INFORMATION GIVEN start

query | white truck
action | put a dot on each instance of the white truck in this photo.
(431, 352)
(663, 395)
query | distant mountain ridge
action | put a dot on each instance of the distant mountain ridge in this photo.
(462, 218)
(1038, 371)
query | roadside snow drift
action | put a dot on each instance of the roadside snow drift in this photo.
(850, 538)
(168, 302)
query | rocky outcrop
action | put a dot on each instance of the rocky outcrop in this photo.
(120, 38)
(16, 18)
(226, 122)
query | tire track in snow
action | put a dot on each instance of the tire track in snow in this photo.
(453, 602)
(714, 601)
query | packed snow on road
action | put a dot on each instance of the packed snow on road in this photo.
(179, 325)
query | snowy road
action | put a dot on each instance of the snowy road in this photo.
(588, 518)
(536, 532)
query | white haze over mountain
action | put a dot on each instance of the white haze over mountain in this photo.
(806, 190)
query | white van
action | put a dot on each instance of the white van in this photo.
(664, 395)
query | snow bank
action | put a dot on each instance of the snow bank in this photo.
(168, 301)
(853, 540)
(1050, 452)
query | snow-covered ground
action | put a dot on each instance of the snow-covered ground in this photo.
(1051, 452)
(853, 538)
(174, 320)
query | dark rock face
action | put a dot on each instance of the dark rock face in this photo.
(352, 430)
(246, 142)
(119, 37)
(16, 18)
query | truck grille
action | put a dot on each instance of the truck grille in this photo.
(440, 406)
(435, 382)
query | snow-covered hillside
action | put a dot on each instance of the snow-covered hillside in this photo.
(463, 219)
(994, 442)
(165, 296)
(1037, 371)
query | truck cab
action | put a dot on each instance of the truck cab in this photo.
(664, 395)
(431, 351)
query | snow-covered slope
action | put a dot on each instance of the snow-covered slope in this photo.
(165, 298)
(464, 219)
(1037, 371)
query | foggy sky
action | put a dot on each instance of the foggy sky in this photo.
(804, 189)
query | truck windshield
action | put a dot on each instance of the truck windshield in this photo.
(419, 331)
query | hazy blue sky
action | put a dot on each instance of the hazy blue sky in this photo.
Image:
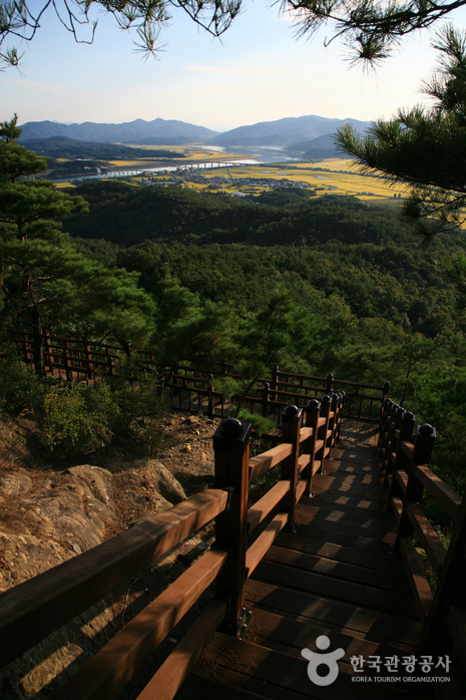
(257, 72)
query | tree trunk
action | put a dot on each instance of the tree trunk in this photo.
(38, 341)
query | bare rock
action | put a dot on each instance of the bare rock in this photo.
(165, 483)
(14, 483)
(98, 480)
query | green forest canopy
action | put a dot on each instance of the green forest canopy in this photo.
(357, 293)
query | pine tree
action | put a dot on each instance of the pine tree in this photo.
(45, 283)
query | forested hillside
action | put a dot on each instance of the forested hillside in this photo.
(331, 284)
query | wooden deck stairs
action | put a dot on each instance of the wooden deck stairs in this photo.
(332, 570)
(336, 577)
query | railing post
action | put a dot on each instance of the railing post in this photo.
(332, 424)
(210, 388)
(275, 381)
(322, 433)
(422, 452)
(48, 357)
(401, 458)
(312, 418)
(340, 413)
(231, 447)
(265, 399)
(292, 418)
(450, 592)
(329, 383)
(87, 350)
(66, 362)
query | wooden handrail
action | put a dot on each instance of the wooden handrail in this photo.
(113, 666)
(37, 607)
(407, 474)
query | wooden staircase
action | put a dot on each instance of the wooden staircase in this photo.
(336, 577)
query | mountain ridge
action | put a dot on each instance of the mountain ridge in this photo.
(280, 133)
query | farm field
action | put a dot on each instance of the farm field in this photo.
(336, 176)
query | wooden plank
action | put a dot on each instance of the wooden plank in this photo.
(196, 686)
(408, 448)
(429, 539)
(305, 433)
(286, 672)
(339, 570)
(337, 613)
(300, 489)
(402, 479)
(359, 509)
(35, 608)
(303, 461)
(114, 665)
(168, 679)
(357, 594)
(258, 549)
(456, 622)
(264, 505)
(443, 494)
(366, 529)
(262, 463)
(324, 482)
(338, 552)
(291, 635)
(369, 505)
(422, 593)
(358, 541)
(397, 506)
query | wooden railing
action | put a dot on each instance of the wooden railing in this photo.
(77, 360)
(268, 396)
(32, 610)
(406, 454)
(192, 386)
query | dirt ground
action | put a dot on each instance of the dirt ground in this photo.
(37, 534)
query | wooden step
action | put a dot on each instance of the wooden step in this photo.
(274, 675)
(350, 619)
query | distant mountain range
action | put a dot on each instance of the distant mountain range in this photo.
(309, 134)
(140, 132)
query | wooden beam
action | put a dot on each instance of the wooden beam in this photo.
(170, 676)
(31, 611)
(114, 665)
(265, 461)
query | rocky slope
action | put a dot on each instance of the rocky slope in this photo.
(48, 515)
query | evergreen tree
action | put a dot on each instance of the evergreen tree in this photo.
(371, 28)
(45, 283)
(425, 149)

INFORMATION GIVEN end

* _DIRECTIONS FOR THIS TASK_:
The pictures in the entries should be left out; output everything else exactly.

* _RESULT OF THIS TASK_:
query | white truck
action | put a dot on each instance of the white truck in this photo.
(431, 352)
(663, 395)
query | distant mountain ridge
action | put a dot on each instance of the distant mountain ridge in this photo.
(462, 218)
(1038, 371)
query | roadside snow drift
action | put a dot on each instance of the roadside snow drift in this photo.
(850, 538)
(168, 302)
query | rocky outcrop
action | put a dot on each instance of the rocky outcrop in this photo.
(120, 38)
(16, 18)
(226, 122)
query | tire track in snow
action | put a dot on each instance of the tire track in snow in this photo.
(453, 602)
(714, 601)
query | packed snow on road
action | put a dot on each instance of the packed snow on road in this photo.
(179, 325)
query | snowy road
action | put a dot on each instance of the snowy road in this photo.
(588, 518)
(536, 532)
query | white haze over mountain
action | put a dot on each instance of the white haze over mountain in this photo.
(806, 190)
query | white van
action | put a dot on each instance of the white van in this photo.
(664, 395)
query | snow bank
action | put a dot on each instance of the snow bank in this photo.
(168, 301)
(853, 540)
(1050, 452)
query | snow-covered ground
action | put a dot on each instance of the snow-covered ground in this photo.
(1051, 452)
(853, 538)
(174, 320)
query | dark rock face
action | put a dot on each instance of the dark rock face in this photo.
(352, 430)
(246, 142)
(119, 37)
(16, 18)
query | truck grille
action | put a dot on each instance of the truck grille in this photo.
(440, 406)
(435, 382)
query | snow-covered hillside
action | put a dot on each instance of the snow-covered hillside in this photo.
(463, 219)
(994, 442)
(165, 296)
(1037, 371)
query | truck cab
action | put a dot on each instance of the truck cab in this photo.
(664, 395)
(431, 351)
query | snow-covered slope
action | put a dot on each instance of the snow-covered slope in this photo.
(165, 298)
(464, 219)
(1037, 371)
query | foggy sky
action | put a dot on each instance of the foggy sky in this photo.
(804, 189)
query | truck windshield
action | put a dot on each instance of the truck windshield in this photo.
(419, 331)
query | hazy blue sky
action | put a dot on each instance of the hazy blue sky in this photo.
Image:
(257, 72)
query | tree trunk
action | put a dot on each instance of the tree trunk in this photo.
(38, 341)
query | bare rock
action | put a dot on each instance of the bare rock in this photo.
(165, 483)
(14, 483)
(98, 480)
query | green forest canopy
action | put a dot on each instance of the green forest canopy in this photo.
(357, 293)
query | pine tree
action | put a dot on each instance of the pine tree in this photo.
(45, 283)
query | forested hillside
action | put a dot on each instance of the forested hillside in this photo.
(331, 284)
query | wooden deck stairs
action | put a dot on each instance of the wooden deck stairs in this photo.
(332, 570)
(336, 577)
query | railing post
action | put a dot on each instance of the railing post in this photo.
(332, 424)
(210, 388)
(275, 381)
(322, 433)
(422, 452)
(48, 357)
(401, 458)
(312, 418)
(340, 413)
(231, 447)
(265, 399)
(292, 418)
(450, 592)
(329, 383)
(87, 350)
(66, 362)
query | wooden handrail
action | put a dot on each instance of the wooden handrail in this photo.
(113, 666)
(37, 607)
(407, 474)
query | wooden staircase
action | put a dot on each instance of the wooden staircase in this photo.
(336, 577)
query | mountain ridge
action | put a dot on each instance of the mountain ridge in this photo.
(280, 133)
query | farm field
action | put a dot on each instance of the farm field in this photo.
(336, 176)
query | wooden plank
action | put a dot on each instance of the wooden plank in this photo.
(196, 686)
(408, 448)
(429, 539)
(305, 433)
(286, 672)
(339, 570)
(337, 613)
(300, 489)
(402, 479)
(359, 509)
(35, 608)
(303, 461)
(114, 665)
(168, 679)
(357, 594)
(258, 549)
(456, 622)
(264, 505)
(443, 494)
(366, 529)
(262, 463)
(324, 482)
(338, 552)
(291, 635)
(369, 505)
(422, 593)
(358, 541)
(397, 506)
query | wooden railing
action | put a dot on each instance of the wooden railing in this photo.
(77, 360)
(268, 396)
(32, 610)
(406, 454)
(192, 386)
query | dirt ground
action | put a dot on each instance of the dirt ground in this photo.
(37, 534)
query | wooden step
action | put a dot on each instance of the wooden step in this photo.
(274, 675)
(350, 619)
query | distant mountain range
action | put a dot on each instance of the distant mountain range in this photo.
(309, 134)
(140, 132)
query | wooden beam
action | put a dot on each instance of the wooden beam in this photo.
(170, 676)
(31, 611)
(114, 665)
(265, 461)
query | rocky slope
action | put a dot on each instance of the rocky slope in this photo.
(48, 515)
query | evergreen tree
action | put a dot on each instance of the evergreen tree in this photo.
(371, 28)
(45, 283)
(425, 149)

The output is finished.